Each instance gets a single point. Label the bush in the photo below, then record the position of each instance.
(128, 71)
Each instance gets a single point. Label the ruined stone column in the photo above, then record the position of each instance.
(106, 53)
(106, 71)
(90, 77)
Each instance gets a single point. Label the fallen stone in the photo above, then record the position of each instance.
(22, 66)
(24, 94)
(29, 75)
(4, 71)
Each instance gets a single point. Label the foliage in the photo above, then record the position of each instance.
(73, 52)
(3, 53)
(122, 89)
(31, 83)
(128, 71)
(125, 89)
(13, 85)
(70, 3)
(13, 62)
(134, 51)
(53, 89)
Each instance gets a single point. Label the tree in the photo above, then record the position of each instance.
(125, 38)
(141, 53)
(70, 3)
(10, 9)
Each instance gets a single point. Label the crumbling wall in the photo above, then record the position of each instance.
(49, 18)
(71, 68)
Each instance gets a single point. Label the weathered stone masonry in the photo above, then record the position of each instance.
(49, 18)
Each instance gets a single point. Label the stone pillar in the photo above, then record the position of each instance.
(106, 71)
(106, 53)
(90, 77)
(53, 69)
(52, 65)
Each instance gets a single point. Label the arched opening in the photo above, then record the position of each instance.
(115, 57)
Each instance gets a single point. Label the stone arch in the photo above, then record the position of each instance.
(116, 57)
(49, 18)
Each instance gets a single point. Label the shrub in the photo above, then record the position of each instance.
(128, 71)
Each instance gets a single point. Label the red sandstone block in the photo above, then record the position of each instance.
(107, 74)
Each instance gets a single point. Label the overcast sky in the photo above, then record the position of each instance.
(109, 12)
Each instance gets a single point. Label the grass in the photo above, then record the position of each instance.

--------------------------------

◆ **What you need to do**:
Start printing at the line with "Each instance gets a single point. Label the stone arch" and stop after the final line of the listing above, keeping every line exact.

◆ **Output for this exercise**:
Each instance gets a single point. Label the stone arch in the photo above, then record the position of each instance.
(116, 57)
(49, 18)
Each instance gets a single point. Label the shrub in the photo above, then record the position of each instance.
(128, 71)
Each instance gets a single point. Label the red sandstone block in the photo above, then record the position of each instance.
(107, 74)
Each instance gets a single point. Label the overcast sky in the photo above, then record the position of each instance.
(109, 12)
Each instance gets a single point. Label the grass in the photo above, then record the position of each instance.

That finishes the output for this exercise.